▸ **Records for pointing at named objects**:
= = = = = = =

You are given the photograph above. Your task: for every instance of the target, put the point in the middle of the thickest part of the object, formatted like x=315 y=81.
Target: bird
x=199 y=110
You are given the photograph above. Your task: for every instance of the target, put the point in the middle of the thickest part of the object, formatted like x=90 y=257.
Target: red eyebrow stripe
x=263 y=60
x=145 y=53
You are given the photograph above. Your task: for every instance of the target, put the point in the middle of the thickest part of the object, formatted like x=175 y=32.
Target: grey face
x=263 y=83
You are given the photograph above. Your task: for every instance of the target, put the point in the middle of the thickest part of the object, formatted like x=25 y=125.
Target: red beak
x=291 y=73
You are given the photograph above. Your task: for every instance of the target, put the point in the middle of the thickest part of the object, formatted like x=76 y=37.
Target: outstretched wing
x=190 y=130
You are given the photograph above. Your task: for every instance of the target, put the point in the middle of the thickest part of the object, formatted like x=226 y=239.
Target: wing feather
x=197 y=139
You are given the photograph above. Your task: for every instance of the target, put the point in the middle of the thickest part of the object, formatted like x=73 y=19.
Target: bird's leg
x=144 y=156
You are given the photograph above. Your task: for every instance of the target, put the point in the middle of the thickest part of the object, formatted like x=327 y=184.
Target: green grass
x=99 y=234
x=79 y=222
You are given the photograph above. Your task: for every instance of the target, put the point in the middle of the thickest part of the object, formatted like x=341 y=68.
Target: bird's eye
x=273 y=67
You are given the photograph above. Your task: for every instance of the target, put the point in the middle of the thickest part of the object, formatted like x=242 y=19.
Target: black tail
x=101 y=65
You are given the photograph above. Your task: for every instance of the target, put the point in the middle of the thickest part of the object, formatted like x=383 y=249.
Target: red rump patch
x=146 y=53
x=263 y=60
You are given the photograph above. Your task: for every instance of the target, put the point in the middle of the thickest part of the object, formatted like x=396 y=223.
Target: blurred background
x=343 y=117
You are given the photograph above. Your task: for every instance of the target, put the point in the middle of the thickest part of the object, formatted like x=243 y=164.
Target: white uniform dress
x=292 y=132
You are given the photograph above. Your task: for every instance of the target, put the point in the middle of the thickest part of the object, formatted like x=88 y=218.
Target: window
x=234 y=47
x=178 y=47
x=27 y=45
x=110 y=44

= = = = = = =

▸ **Exercise task**: Copy every item above word for word, keeping each line unchanged.

▸ **Response to this task**:
You are given the photograph above. Your task: for every instance of the target, put the point in the middle of the thickest part of the object, formatted like x=315 y=81.
Target: bird
x=199 y=110
You are given the photograph above. Your task: for every instance of the target, put the point in the middle of the thickest part of the object, formatted like x=90 y=257.
Target: red eyebrow stripe
x=263 y=60
x=145 y=53
You are given the photograph above. Your task: for every instance of the target, put the point in the middle of the thickest part of the object, formatted like x=175 y=32.
Target: grey face
x=263 y=83
You are given the photograph above. Your task: for every instance of the target, put the point in the middle of the thickest part of the object, formatted like x=25 y=125.
Target: red beak
x=291 y=73
You are given the photograph above. Your task: for every instance of the target, put the point in the middle of the thickest part of the object, formatted like x=76 y=37.
Target: outstretched wing
x=190 y=130
You are given the photograph above. Your task: for every instance of the target, put the point in the middle of the thickest part of the object, formatted like x=226 y=239.
Target: wing feather
x=197 y=139
You are given the photograph above. Your task: for every instance of the target, put the point in the middle of the thickest part of the object, formatted like x=73 y=19.
Target: bird's leg
x=144 y=156
You are given the photograph above. Your task: for every instance of the target, put the point in the middle of the thickest part of the object, formatted like x=327 y=184.
Target: green grass
x=99 y=234
x=79 y=222
You are given the photograph above. Your task: for every instance of the target, put the point in the middle of the thickest part of the object, formatted like x=341 y=68.
Target: bird's eye
x=273 y=67
You are given the photograph above. Your task: for every instance of the target, put the point in the middle of the thickest part of the object, formatted like x=242 y=19.
Target: black tail
x=101 y=65
You are given the photograph above. Your task: for every instance of the target, put the point in the middle of the thickest part of the object, formatted like x=383 y=249.
Target: red rump patch
x=146 y=53
x=263 y=60
You are given the photograph above. Your task: for every instance of the target, put the point in the middle of the thickest part of the object, formatted like x=396 y=223.
Target: blurred background
x=343 y=117
You are given the photograph above. Your task: for every instance of the target, put the point in the middle of the thickest part of the object, formatted like x=243 y=164.
Target: white uniform dress
x=292 y=132
You are given the photograph above. Your task: for every instance of the target, put the point in the middle of the thickest part of the object, formatted like x=88 y=218.
Target: window
x=234 y=47
x=178 y=47
x=27 y=45
x=110 y=44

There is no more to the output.